--- PROBLEM SET ---
a - Copy out the judgment word for word from "(2.)THE respondents, on" to "order dated 18.2.1992.".
b - In the judgment, on what date was the order that made the petitioner's adhoc appointment quasi permanent issued?

--- TEXT ---
________________________
GH MOHD BAQAL Vs. STATE OF J&K
LAWS(J&K)-1992-5-30
HIGH COURT OF JAMMU AND KASHMIR
Decided on May 25,1992

Gh Mohd Baqal Appellant
VERSUS
STATE OF JANDK Respondents


Referred Judgements :-

DR. D.P. BHAT VERSUS STATE OF JANDK AND ORS. [REFERRED TO]
AB. GAFFAR SHEIKH VERSUS STATE AND ANOTHER [REFERRED TO]


JUDGEMENT

- (1.)THE petitioner challenges an order of respondent No.3 dated 26th September, 1983, whereby his services have been terminated on account of absence from duty as contemplated under Art. 128 of the J&K Civil Services Regulations. The petitioner in this petition has pleaded his adhoc appointment was regularised as quasi permanent by an order dated 20th December, 1975; that he fell ill and applied for leave. Ultimately he was registered for Psychiatry diseases on 1.9.1982 under Registration No. X -6021 where he remained admitted also for some time, but due to sickness could not apply of further leave, nor could inform the respondents about his illness. He suffered mental illness for eight years after which he recovered and reported to the respondent, but was informed that his services had been terminated under the impugned order; that the order passed by the respondent is without jurisdiction, short of competence as the powers are vested with Director, Health Services, his appointing authority; that the respondent has passed the order without any show cause notice or conducting any enquiry as notice issued by the respondent was only for attending the duties. Therefore, no punishment could be passed on the basis of the notice indicated in the order impugned.
(2.)THE respondents, on appearance, were given opportunity to file the counter which they failed. Ultimately, right to file the counter has been closed vide order dated 18.2.1992.
________________________
--- DATASET RECORDS ---
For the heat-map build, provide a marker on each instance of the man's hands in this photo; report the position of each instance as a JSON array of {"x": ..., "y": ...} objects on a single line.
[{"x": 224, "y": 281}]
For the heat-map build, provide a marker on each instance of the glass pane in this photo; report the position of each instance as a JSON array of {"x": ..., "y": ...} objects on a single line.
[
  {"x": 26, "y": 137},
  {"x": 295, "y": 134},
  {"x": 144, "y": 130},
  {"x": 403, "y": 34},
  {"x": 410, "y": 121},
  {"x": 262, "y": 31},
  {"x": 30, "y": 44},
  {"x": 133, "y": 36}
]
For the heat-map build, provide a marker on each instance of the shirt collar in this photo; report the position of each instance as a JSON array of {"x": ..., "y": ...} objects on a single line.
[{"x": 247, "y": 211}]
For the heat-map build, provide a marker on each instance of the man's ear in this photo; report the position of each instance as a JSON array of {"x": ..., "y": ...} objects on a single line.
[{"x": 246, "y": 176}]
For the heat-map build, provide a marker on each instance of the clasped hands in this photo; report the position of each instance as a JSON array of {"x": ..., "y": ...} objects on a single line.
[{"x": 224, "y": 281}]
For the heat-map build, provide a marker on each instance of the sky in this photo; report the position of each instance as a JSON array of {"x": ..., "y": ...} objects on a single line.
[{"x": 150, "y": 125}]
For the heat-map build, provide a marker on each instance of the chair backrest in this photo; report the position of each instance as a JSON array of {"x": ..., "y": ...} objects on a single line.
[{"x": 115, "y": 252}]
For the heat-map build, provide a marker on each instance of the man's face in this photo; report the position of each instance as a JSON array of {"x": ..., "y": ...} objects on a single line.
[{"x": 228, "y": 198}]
________________________
--- RESULTS BY TASK ---
a -
(2.)THE respondents, on appearance, were given opportunity to file the counter which they failed. Ultimately, right to file the counter has been closed vide order dated 18.2.1992.

b - 20th December, 1975.